| Dataset |
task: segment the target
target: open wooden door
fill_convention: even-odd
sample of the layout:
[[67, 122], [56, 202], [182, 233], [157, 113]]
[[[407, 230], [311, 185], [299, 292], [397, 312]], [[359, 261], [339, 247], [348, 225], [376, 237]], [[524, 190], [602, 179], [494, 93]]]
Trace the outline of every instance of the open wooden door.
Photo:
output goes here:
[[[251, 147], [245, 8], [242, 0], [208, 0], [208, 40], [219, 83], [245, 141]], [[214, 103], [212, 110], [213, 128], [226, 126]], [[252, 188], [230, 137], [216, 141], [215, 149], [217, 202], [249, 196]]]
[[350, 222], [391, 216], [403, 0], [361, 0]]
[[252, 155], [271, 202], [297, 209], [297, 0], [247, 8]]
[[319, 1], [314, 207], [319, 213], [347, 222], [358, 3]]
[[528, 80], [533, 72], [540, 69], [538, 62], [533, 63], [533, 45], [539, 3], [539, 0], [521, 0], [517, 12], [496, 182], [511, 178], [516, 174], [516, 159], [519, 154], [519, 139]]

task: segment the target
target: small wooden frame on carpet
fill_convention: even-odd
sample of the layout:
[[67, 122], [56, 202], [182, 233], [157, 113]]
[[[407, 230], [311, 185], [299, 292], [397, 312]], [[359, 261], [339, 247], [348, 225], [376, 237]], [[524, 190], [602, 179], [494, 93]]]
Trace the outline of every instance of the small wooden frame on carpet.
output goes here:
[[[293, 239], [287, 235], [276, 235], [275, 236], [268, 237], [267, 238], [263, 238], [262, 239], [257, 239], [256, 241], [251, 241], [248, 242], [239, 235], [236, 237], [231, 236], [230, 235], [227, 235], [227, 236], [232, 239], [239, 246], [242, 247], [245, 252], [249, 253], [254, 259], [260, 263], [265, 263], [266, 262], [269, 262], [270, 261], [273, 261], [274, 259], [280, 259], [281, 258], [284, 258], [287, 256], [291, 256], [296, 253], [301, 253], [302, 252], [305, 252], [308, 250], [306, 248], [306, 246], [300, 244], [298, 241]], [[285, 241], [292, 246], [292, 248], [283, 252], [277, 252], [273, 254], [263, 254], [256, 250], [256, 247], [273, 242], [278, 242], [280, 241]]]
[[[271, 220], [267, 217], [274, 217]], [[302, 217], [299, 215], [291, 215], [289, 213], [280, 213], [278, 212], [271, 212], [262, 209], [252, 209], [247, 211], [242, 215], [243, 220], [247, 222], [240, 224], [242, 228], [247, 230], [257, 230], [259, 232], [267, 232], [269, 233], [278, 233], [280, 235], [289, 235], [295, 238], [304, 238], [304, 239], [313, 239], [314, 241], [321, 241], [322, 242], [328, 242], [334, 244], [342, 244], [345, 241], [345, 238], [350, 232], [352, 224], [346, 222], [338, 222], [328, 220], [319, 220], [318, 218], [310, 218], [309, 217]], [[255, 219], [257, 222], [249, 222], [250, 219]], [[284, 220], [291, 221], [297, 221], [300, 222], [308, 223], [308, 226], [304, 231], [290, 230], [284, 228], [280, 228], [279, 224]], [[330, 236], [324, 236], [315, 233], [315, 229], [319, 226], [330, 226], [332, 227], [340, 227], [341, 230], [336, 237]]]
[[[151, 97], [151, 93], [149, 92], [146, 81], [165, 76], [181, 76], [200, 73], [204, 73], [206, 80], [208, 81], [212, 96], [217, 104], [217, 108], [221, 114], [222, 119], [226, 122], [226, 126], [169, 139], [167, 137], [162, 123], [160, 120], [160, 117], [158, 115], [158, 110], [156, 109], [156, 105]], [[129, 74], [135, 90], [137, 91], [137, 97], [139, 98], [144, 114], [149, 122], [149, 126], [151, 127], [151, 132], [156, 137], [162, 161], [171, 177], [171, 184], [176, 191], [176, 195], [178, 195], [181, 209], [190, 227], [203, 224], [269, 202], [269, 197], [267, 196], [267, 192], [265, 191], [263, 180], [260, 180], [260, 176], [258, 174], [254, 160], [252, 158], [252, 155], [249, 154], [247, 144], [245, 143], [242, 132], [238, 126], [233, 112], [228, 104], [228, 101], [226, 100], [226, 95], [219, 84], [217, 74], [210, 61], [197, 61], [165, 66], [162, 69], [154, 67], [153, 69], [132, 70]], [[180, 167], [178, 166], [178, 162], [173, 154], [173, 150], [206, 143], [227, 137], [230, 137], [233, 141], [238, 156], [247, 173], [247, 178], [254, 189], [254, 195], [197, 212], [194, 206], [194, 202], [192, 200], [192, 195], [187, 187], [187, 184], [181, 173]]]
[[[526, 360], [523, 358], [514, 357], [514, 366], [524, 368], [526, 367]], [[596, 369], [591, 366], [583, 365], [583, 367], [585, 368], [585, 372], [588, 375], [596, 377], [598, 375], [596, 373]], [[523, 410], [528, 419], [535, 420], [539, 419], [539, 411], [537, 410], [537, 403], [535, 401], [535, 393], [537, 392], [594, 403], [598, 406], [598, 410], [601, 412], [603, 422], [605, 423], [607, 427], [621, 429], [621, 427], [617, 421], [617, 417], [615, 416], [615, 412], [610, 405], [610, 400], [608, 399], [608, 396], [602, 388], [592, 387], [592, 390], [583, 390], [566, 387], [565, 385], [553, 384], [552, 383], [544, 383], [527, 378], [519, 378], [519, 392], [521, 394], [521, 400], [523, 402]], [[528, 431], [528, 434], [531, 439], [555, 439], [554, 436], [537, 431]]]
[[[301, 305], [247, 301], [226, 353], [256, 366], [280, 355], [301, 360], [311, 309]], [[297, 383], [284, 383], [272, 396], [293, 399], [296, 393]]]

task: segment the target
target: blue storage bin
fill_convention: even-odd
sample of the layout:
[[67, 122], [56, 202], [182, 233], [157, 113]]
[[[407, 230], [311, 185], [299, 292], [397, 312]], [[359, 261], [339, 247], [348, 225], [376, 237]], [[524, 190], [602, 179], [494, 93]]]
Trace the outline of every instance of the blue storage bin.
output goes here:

| Aim |
Copy these rows again, putting "Draw the boundary" in place of "Trace the outline" everywhere it appears and leaving the rest unchanged.

| Complete output |
task: segment the target
target: open wooden door
fill_convention: even-odd
sample of the layout:
[[67, 122], [56, 202], [182, 233], [157, 113]]
[[[407, 230], [311, 185], [299, 292], [397, 312]], [[359, 261], [339, 247], [348, 225], [376, 237]], [[524, 190], [602, 179], [494, 93]]]
Draw the boundary of every instance of the open wooden door.
Photo:
output goes here:
[[[251, 147], [245, 8], [242, 0], [208, 0], [208, 40], [219, 83], [245, 141]], [[214, 103], [212, 110], [213, 128], [226, 126]], [[252, 188], [230, 137], [216, 141], [215, 149], [217, 202], [249, 196]]]
[[350, 222], [391, 216], [403, 0], [361, 0]]
[[252, 155], [271, 202], [297, 209], [297, 0], [247, 8]]
[[319, 1], [314, 207], [319, 213], [347, 222], [358, 3]]
[[528, 80], [533, 72], [540, 69], [538, 62], [533, 63], [533, 45], [539, 3], [539, 0], [521, 0], [517, 12], [496, 182], [511, 178], [516, 174], [516, 159], [519, 154], [519, 139]]

task: segment the target
target: small wooden frame on carpet
fill_convention: even-odd
sample of the layout:
[[67, 122], [56, 202], [182, 233], [157, 113]]
[[[407, 230], [311, 185], [299, 292], [397, 312]], [[359, 261], [339, 247], [348, 225], [376, 237]], [[524, 190], [602, 179], [494, 93]]]
Draw the boundary of every instance of the small wooden frame on carpet.
output goes here:
[[[293, 239], [287, 235], [276, 235], [275, 236], [268, 237], [267, 238], [263, 238], [262, 239], [257, 239], [256, 241], [251, 241], [248, 242], [239, 235], [236, 237], [231, 236], [230, 235], [227, 235], [227, 236], [232, 239], [239, 246], [242, 247], [245, 252], [249, 253], [254, 259], [260, 263], [265, 263], [266, 262], [269, 262], [270, 261], [273, 261], [274, 259], [280, 259], [281, 258], [284, 258], [287, 256], [291, 256], [296, 253], [301, 253], [302, 252], [305, 252], [308, 250], [306, 248], [306, 246], [300, 244], [298, 241]], [[285, 241], [292, 246], [292, 248], [283, 252], [277, 252], [273, 254], [263, 254], [256, 250], [256, 247], [273, 242], [278, 242], [280, 241]]]
[[[271, 220], [267, 217], [274, 217]], [[302, 217], [299, 215], [291, 215], [289, 213], [280, 213], [278, 212], [271, 212], [262, 209], [252, 209], [247, 211], [242, 215], [243, 220], [247, 222], [240, 224], [242, 228], [247, 230], [257, 230], [259, 232], [267, 232], [269, 233], [278, 233], [280, 235], [289, 235], [295, 238], [304, 238], [304, 239], [313, 239], [314, 241], [321, 241], [322, 242], [328, 242], [334, 244], [342, 244], [345, 241], [345, 238], [350, 232], [352, 224], [346, 222], [338, 222], [328, 220], [319, 220], [318, 218], [310, 218], [309, 217]], [[255, 219], [257, 222], [249, 222], [250, 219]], [[284, 220], [291, 221], [297, 221], [300, 222], [308, 223], [308, 226], [304, 231], [290, 230], [284, 228], [280, 228], [279, 224]], [[330, 236], [324, 236], [315, 233], [315, 229], [319, 226], [330, 226], [332, 227], [340, 227], [341, 230], [336, 237]]]
[[[151, 97], [151, 93], [149, 92], [146, 81], [165, 76], [181, 76], [200, 73], [204, 73], [206, 80], [208, 81], [212, 96], [217, 104], [217, 108], [221, 114], [222, 119], [226, 122], [226, 126], [169, 139], [167, 137], [162, 123], [160, 120], [160, 117], [158, 115], [158, 110], [156, 109], [156, 105]], [[129, 74], [135, 90], [137, 91], [137, 97], [139, 98], [144, 114], [149, 122], [149, 126], [151, 127], [151, 132], [156, 137], [162, 161], [171, 177], [171, 184], [176, 191], [176, 195], [178, 195], [181, 209], [190, 227], [203, 224], [269, 202], [269, 197], [267, 196], [267, 192], [265, 191], [263, 180], [260, 180], [260, 176], [258, 174], [254, 160], [252, 158], [252, 155], [249, 154], [247, 144], [245, 143], [242, 132], [238, 126], [233, 112], [228, 104], [228, 101], [226, 100], [226, 95], [219, 84], [217, 74], [210, 61], [197, 61], [165, 66], [162, 69], [154, 67], [153, 69], [132, 70]], [[180, 167], [178, 166], [178, 162], [173, 154], [173, 150], [206, 143], [227, 137], [230, 137], [233, 141], [238, 156], [247, 173], [247, 178], [254, 189], [254, 195], [197, 212], [194, 206], [194, 202], [192, 200], [192, 195], [187, 187], [187, 184], [181, 173]]]
[[[526, 360], [523, 358], [514, 357], [514, 366], [524, 368], [526, 367]], [[596, 369], [591, 366], [583, 365], [583, 367], [585, 368], [585, 372], [588, 375], [596, 377], [598, 375], [596, 373]], [[523, 410], [528, 419], [535, 420], [539, 419], [539, 411], [537, 410], [537, 403], [535, 401], [535, 393], [537, 392], [594, 403], [598, 406], [598, 410], [601, 412], [603, 422], [605, 423], [607, 427], [621, 429], [621, 427], [617, 421], [617, 417], [615, 416], [615, 412], [610, 405], [610, 400], [608, 399], [608, 396], [602, 388], [592, 387], [592, 390], [583, 390], [566, 387], [565, 385], [553, 384], [552, 383], [544, 383], [527, 378], [519, 378], [519, 392], [521, 394], [521, 400], [523, 402]], [[528, 431], [528, 434], [531, 439], [555, 439], [554, 436], [537, 431]]]
[[[301, 305], [247, 301], [226, 353], [256, 366], [280, 355], [301, 360], [311, 309]], [[297, 383], [284, 383], [272, 396], [293, 399], [296, 393]]]

task: segment the target
target: blue storage bin
fill_convention: even-odd
sample of the layout:
[[67, 122], [56, 202], [182, 233], [157, 113]]
[[[407, 230], [311, 185], [299, 292], [397, 312]], [[359, 261], [339, 247], [348, 225], [376, 237]], [[524, 190], [602, 179], [494, 93]]]
Draw the boundary of every instance of the blue storage bin.
output goes here:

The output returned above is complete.